Record set:
■ ■ ■
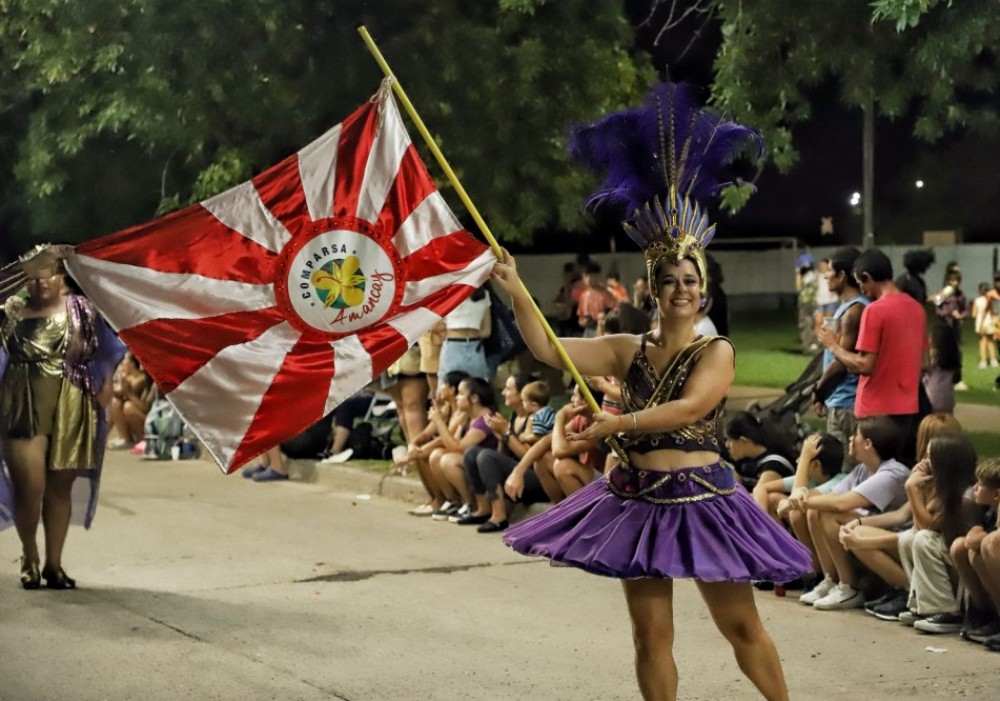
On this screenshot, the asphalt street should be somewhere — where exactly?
[0,453,1000,701]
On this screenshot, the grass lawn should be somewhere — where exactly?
[730,313,1000,410]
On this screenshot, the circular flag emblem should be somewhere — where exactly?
[278,220,402,336]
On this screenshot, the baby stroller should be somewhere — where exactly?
[747,353,823,450]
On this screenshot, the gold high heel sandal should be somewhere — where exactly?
[21,557,42,589]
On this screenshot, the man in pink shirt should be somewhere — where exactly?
[820,249,929,465]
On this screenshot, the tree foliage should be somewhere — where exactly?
[0,0,652,249]
[713,0,1000,171]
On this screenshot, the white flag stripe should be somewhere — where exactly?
[299,124,341,221]
[389,307,441,346]
[392,190,462,258]
[403,249,497,306]
[66,253,277,331]
[323,336,373,416]
[358,99,410,223]
[167,322,302,471]
[201,182,292,253]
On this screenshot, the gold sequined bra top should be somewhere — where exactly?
[622,334,732,453]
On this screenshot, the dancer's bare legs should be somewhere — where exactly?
[696,582,788,701]
[622,579,677,701]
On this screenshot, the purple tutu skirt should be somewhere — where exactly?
[503,464,812,582]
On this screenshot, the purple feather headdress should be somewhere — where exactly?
[570,83,764,294]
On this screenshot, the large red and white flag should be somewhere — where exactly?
[66,84,495,472]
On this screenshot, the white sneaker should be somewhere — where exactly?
[813,582,865,611]
[799,575,837,606]
[320,448,354,465]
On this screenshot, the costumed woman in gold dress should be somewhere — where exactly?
[0,247,124,589]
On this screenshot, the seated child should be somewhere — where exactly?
[548,387,606,503]
[951,458,1000,652]
[726,411,795,490]
[753,433,847,520]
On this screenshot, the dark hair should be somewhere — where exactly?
[830,246,861,289]
[469,280,490,302]
[928,433,976,545]
[854,248,892,282]
[816,433,844,479]
[458,373,497,409]
[444,370,469,389]
[726,411,796,464]
[903,248,934,275]
[511,372,539,392]
[858,416,903,462]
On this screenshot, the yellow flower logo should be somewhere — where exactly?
[309,256,365,309]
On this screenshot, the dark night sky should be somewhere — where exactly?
[536,0,1000,250]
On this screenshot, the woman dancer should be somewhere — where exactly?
[493,85,811,700]
[0,247,124,589]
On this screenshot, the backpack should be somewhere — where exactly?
[143,399,184,460]
[347,421,392,460]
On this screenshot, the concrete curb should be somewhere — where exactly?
[287,460,426,504]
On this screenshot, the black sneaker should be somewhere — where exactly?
[448,514,490,526]
[913,612,962,633]
[871,591,910,621]
[962,620,1000,644]
[865,589,897,616]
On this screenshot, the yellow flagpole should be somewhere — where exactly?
[358,25,620,422]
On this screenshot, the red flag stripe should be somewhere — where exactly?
[166,322,302,469]
[228,338,334,472]
[121,307,284,393]
[251,154,312,234]
[333,103,378,217]
[403,249,496,306]
[403,231,489,282]
[392,190,464,258]
[66,254,277,331]
[76,204,277,284]
[377,144,436,239]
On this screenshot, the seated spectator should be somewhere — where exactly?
[899,435,981,633]
[500,382,556,533]
[108,353,157,448]
[458,374,547,526]
[753,433,847,520]
[402,370,468,516]
[799,416,910,611]
[243,446,288,482]
[430,377,498,521]
[726,411,795,490]
[951,458,1000,652]
[576,262,618,338]
[840,414,962,621]
[539,387,606,503]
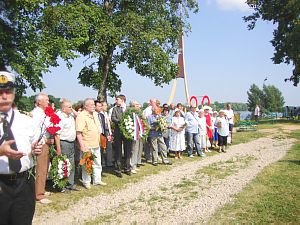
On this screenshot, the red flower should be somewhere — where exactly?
[47,126,60,135]
[50,113,60,125]
[45,106,54,117]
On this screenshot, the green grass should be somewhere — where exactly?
[208,130,300,224]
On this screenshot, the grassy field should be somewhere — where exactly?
[209,130,300,224]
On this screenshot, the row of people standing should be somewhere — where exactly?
[163,105,233,158]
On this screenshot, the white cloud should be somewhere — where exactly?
[216,0,250,12]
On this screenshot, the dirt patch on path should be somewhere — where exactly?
[33,126,299,224]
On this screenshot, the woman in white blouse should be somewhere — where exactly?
[170,109,185,159]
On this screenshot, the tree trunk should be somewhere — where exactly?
[97,46,115,101]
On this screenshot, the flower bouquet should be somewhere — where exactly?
[49,155,72,189]
[38,106,60,142]
[156,117,168,132]
[29,106,60,178]
[79,152,97,175]
[120,108,150,141]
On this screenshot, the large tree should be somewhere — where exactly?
[244,0,300,86]
[43,0,198,100]
[0,0,56,93]
[263,85,285,112]
[0,0,198,100]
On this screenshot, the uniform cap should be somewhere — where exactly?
[203,105,212,111]
[0,71,15,89]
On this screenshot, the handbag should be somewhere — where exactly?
[100,134,107,149]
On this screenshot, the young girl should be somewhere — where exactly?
[211,111,218,147]
[216,110,229,152]
[199,109,208,152]
[170,109,185,159]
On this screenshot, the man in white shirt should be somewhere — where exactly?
[185,106,205,157]
[55,99,79,191]
[0,71,42,225]
[225,104,234,144]
[254,105,260,122]
[31,93,54,204]
[75,98,106,189]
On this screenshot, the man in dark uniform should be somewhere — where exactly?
[0,71,42,225]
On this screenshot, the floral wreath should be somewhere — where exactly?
[49,155,72,189]
[79,151,97,175]
[120,108,150,140]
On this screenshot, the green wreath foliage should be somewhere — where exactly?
[49,155,72,189]
[120,108,150,140]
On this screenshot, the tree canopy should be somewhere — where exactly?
[244,0,300,86]
[0,0,198,99]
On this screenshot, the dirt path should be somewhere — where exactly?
[33,126,299,224]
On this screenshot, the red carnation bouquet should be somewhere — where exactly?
[38,106,60,142]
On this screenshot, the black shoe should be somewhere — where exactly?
[116,173,123,178]
[125,171,132,176]
[67,185,81,191]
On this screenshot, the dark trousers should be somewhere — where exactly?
[0,176,35,225]
[218,134,227,146]
[113,133,132,173]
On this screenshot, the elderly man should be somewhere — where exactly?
[55,99,79,192]
[95,100,113,167]
[130,101,143,174]
[111,95,132,178]
[0,71,42,225]
[147,107,172,166]
[225,104,234,144]
[185,106,205,157]
[76,98,106,189]
[32,93,53,204]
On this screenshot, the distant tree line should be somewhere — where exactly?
[247,84,285,114]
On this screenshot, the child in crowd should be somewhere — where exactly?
[216,110,229,152]
[199,109,207,152]
[211,111,218,147]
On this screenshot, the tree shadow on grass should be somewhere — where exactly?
[280,160,300,165]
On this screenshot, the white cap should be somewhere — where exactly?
[0,71,15,89]
[203,105,212,111]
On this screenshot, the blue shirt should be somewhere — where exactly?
[147,114,162,138]
[185,112,200,134]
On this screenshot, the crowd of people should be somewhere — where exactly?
[0,72,234,224]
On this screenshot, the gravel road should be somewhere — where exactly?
[33,126,299,225]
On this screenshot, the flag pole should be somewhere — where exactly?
[167,78,177,105]
[168,1,190,106]
[182,36,190,106]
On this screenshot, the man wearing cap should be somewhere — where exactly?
[185,106,205,157]
[0,71,42,225]
[224,104,234,144]
[203,105,214,152]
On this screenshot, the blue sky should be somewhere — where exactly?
[28,0,300,105]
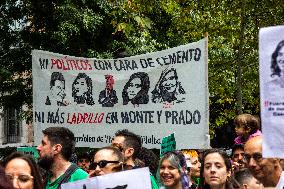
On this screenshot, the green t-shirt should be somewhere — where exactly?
[150,174,159,189]
[45,168,89,189]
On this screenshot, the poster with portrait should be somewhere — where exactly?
[32,38,210,149]
[61,167,152,189]
[259,26,284,158]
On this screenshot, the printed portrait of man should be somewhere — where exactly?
[152,68,185,103]
[99,75,118,107]
[45,72,66,106]
[122,72,150,105]
[72,73,95,105]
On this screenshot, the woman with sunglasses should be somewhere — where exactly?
[157,151,189,189]
[89,146,123,176]
[3,152,44,189]
[200,149,233,189]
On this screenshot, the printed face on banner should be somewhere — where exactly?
[259,26,284,158]
[51,80,65,102]
[127,78,142,100]
[276,46,284,71]
[32,38,210,148]
[122,72,150,105]
[74,78,88,96]
[161,70,177,93]
[72,73,94,105]
[152,68,186,103]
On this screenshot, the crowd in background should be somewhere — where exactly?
[0,114,284,189]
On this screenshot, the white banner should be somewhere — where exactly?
[61,167,152,189]
[259,26,284,158]
[32,38,210,149]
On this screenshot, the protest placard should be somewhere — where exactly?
[61,167,152,189]
[259,26,284,158]
[160,133,176,156]
[32,38,210,148]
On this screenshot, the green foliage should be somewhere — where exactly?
[0,0,284,145]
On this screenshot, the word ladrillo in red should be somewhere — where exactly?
[67,112,105,124]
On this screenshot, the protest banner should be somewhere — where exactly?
[160,133,176,156]
[17,146,39,160]
[61,167,152,189]
[259,26,284,158]
[32,38,210,148]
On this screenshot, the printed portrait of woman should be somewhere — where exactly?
[268,40,284,88]
[152,68,185,103]
[122,72,150,105]
[72,73,95,105]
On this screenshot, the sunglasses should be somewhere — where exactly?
[244,153,262,162]
[78,159,90,163]
[89,160,119,170]
[5,174,34,183]
[112,143,124,152]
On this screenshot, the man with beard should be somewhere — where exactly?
[37,127,88,189]
[112,129,142,169]
[244,136,284,189]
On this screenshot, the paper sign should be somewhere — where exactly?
[259,26,284,158]
[61,167,152,189]
[32,38,210,149]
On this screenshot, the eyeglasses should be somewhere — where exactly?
[244,153,262,162]
[112,143,124,152]
[5,174,34,183]
[78,159,90,163]
[89,160,119,170]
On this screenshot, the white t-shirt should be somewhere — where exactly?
[275,171,284,189]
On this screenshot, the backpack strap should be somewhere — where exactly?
[58,163,79,189]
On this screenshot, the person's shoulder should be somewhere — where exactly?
[69,168,89,182]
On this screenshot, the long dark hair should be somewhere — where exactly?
[0,166,14,189]
[200,149,233,189]
[270,40,284,77]
[156,150,189,189]
[2,152,44,189]
[122,72,150,105]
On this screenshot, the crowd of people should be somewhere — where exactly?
[0,114,284,189]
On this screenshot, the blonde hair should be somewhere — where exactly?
[234,114,259,134]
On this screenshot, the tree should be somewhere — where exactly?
[0,0,284,146]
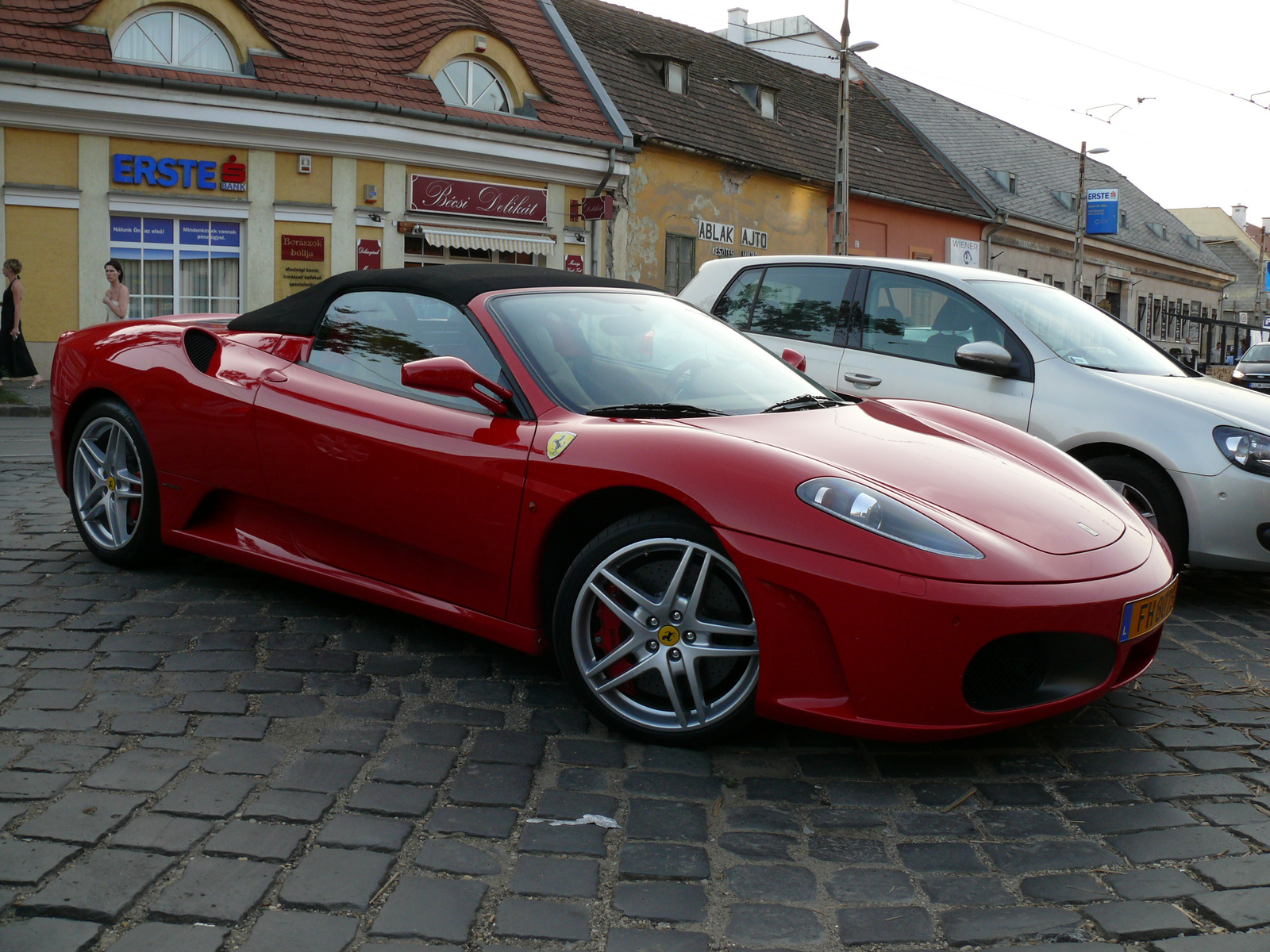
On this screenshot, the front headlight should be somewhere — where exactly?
[1213,427,1270,476]
[798,476,983,559]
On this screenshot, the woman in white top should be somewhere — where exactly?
[102,258,129,321]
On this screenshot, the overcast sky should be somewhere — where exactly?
[624,0,1270,224]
■ ■ ■
Task details:
Format the listing above as a numbered list, covering only the stretch from the line containing "On this screenshot, the grassy" through the line containing "[100,134,107,149]", both included, and leaving out any blank lines.

Task solution:
1. On this screenshot, the grassy field should be somewhere — where exactly?
2. [209,130,300,224]
3. On this screenshot, the row of people standing should be somewhere — where exactly?
4. [163,105,233,158]
5. On this screenshot, the white cloud should be somewhere — where exactly?
6. [216,0,250,12]
7. On this screenshot, the dirt patch on path should be somewhere — where exactly?
8. [33,126,299,224]
9. On this screenshot, the woman in white blouse should be somewhere — where exactly?
10. [170,109,185,159]
11. On this screenshot, the tree trunk should be somewhere — where exactly?
12. [97,46,115,101]
13. On this screenshot, the flower bouquet should be somewhere — where exactly?
14. [49,155,72,189]
15. [38,106,60,142]
16. [156,117,168,132]
17. [29,106,60,178]
18. [79,152,97,175]
19. [120,108,150,141]
20. On this screenshot, the large tree should be somewhere — where exactly?
21. [244,0,300,86]
22. [43,0,198,100]
23. [0,0,56,93]
24. [263,85,285,112]
25. [0,0,198,100]
26. On this screenshot, the uniform cap should be somewhere — where exactly?
27. [203,105,212,111]
28. [0,71,15,89]
29. On this screenshot, the handbag should be somewhere — where exactly?
30. [100,134,107,149]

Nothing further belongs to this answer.